++++ ITEMS ++++

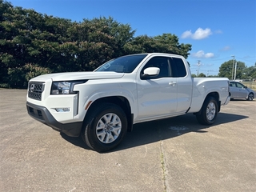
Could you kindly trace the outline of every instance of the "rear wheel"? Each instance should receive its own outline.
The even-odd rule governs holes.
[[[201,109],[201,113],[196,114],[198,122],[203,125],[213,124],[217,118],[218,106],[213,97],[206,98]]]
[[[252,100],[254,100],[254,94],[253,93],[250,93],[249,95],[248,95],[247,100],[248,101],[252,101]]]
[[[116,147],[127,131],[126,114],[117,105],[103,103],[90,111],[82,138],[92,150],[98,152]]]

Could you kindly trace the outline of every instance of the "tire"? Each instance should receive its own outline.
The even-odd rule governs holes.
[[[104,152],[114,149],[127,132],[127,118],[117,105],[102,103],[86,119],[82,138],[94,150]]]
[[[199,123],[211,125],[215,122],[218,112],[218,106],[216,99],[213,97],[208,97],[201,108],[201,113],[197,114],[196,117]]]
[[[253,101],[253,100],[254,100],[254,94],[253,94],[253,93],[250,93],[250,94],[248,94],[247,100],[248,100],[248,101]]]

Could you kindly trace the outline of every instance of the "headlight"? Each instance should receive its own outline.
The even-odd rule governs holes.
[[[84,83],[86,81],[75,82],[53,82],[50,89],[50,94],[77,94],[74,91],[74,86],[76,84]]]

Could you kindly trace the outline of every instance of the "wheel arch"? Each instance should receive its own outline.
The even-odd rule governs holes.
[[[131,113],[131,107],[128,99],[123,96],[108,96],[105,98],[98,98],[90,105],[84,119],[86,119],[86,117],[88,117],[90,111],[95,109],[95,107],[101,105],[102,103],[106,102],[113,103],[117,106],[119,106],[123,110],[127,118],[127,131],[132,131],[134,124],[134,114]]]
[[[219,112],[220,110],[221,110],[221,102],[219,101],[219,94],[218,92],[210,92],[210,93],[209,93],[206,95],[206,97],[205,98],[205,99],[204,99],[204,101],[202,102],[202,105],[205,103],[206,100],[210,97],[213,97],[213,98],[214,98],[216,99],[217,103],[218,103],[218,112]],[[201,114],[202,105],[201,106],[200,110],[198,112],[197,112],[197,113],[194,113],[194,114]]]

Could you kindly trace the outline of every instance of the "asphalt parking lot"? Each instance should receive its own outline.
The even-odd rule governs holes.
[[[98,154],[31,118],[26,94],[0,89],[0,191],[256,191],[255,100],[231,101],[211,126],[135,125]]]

++++

Leave out the pictures and output every record above precisely as given.

*SOLUTION TO THIS EXERCISE*
Could you kindly trace the outline of every instance of the "rear wheel"? Each instance should receive its own outline.
The even-odd rule governs holes.
[[[201,109],[201,113],[196,114],[198,122],[203,125],[213,124],[217,118],[218,106],[213,97],[206,98]]]
[[[252,100],[254,100],[254,94],[253,93],[250,93],[249,95],[248,95],[247,100],[248,101],[252,101]]]
[[[116,147],[127,131],[126,114],[117,105],[103,103],[90,111],[82,138],[92,150],[98,152]]]

Could you kindly trace the outline of every instance of the "tire"? Each instance should receive its own outline.
The even-odd rule governs holes.
[[[104,152],[114,149],[127,132],[127,118],[117,105],[102,103],[86,119],[82,138],[94,150]]]
[[[199,123],[211,125],[215,122],[218,112],[218,106],[216,99],[213,97],[208,97],[201,108],[201,113],[197,114],[196,117]]]
[[[253,101],[253,100],[254,100],[254,94],[253,94],[253,93],[250,93],[250,94],[248,94],[247,100],[248,100],[248,101]]]

Could you kindly trace the outline of every instance of the "headlight"? Each instance should receive its own outline.
The even-odd rule governs holes.
[[[84,83],[86,81],[75,82],[53,82],[50,89],[50,94],[77,94],[74,91],[74,86],[76,84]]]

Could you kindly trace the outline of every instance of the "wheel arch"? Each instance should receive its own outline.
The even-odd rule governs holes.
[[[131,113],[131,107],[128,99],[123,96],[108,96],[105,98],[98,98],[90,105],[84,119],[86,119],[86,117],[88,117],[90,111],[95,109],[95,107],[101,105],[102,103],[106,102],[113,103],[117,106],[119,106],[123,110],[127,118],[127,131],[132,131],[134,124],[134,114]]]
[[[219,112],[220,110],[221,110],[221,102],[219,101],[219,94],[218,92],[210,92],[210,93],[209,93],[206,95],[206,97],[205,98],[205,99],[204,99],[204,101],[202,102],[202,105],[205,103],[206,100],[210,97],[213,97],[213,98],[214,98],[216,99],[217,103],[218,103],[218,112]],[[201,114],[202,105],[201,106],[200,110],[198,112],[197,112],[197,113],[194,113],[194,114]]]

Could you kindly trace the outline of every instance of the "asphalt parking lot"? Each instance should receive its own outline.
The even-odd rule governs holes.
[[[98,154],[31,118],[26,94],[0,89],[0,191],[256,191],[255,100],[231,101],[211,126],[135,125]]]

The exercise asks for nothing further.